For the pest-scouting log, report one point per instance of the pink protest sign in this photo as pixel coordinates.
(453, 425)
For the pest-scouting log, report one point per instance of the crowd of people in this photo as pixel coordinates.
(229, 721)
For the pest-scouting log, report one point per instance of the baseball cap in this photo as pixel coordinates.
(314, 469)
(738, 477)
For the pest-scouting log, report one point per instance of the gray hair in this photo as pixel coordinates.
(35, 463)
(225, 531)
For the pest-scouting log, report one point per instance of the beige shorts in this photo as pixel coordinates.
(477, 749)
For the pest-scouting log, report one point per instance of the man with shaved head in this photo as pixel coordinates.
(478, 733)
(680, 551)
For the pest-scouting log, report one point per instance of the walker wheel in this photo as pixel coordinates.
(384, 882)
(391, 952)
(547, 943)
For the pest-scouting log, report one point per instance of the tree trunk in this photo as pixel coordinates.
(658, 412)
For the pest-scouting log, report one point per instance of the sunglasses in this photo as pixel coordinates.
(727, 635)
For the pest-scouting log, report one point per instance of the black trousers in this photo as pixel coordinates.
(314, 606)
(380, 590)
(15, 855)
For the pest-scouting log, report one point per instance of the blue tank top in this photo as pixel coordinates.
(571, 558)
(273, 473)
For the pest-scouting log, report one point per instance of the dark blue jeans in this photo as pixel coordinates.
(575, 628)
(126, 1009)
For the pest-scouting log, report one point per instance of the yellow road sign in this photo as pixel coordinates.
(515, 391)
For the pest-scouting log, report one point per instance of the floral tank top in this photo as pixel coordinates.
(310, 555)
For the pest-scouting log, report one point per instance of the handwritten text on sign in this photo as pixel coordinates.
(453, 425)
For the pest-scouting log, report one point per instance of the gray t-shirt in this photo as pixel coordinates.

= = = =

## WHAT YOU ARE ASKED TO DO:
Reproduce the whole listing above word for word, leaving out no line.

## RESPONSE TO THE TASK:
For the pest-scouting log, report one point per instance of the pink protest sign in this photo as pixel coordinates.
(453, 425)
For the pest-scouting log, report one point per instance of the crowd of people in this photo as pixel coordinates.
(229, 721)
For the pest-scouting log, report one point per instance of the baseball cap in this photo as pixel coordinates.
(314, 469)
(738, 477)
For the pest-scouting log, report one point per instance of the gray hair in this photo as pixel coordinates.
(35, 463)
(225, 531)
For the pest-scouting log, report one point per instance of the beige shorts in this photo as pixel coordinates.
(477, 749)
For the pest-scouting log, report one point per instance of the man with shaved head in this photo as pixel coordinates.
(478, 733)
(680, 551)
For the pest-scouting log, report one point per instance of the walker wheel in this photo as pixel coordinates.
(384, 882)
(391, 952)
(547, 943)
For the pest-scouting log, report one point per instance of the tree trunk in this photo as pixel coordinates.
(658, 412)
For the pest-scouting log, report one point per instance of the sunglasses in this photo as pixel coordinates.
(727, 635)
For the pest-scouting log, report one point per instance of the black trousers in this photo as pixel coordinates.
(314, 606)
(380, 590)
(15, 855)
For the pest-scouting log, report one point per instance of the blue tank top in this photo as pixel coordinates.
(571, 558)
(273, 473)
For the pest-scouting log, report one point per instance of the dark blue jeans in this photo as pixel coordinates.
(575, 628)
(126, 1009)
For the pest-scouting log, report one point per instance of the yellow road sign in this photo as pixel coordinates.
(515, 391)
For the pest-scouting log, report one point per instance of the floral tank top in this photo as pixel coordinates.
(310, 555)
For the pest-scouting log, report one point per instance of the handwritten text on sign in this photo as pixel coordinates.
(453, 425)
For the pest-scouting log, report one point per instance of the gray t-shirt in this photo as pixel coordinates.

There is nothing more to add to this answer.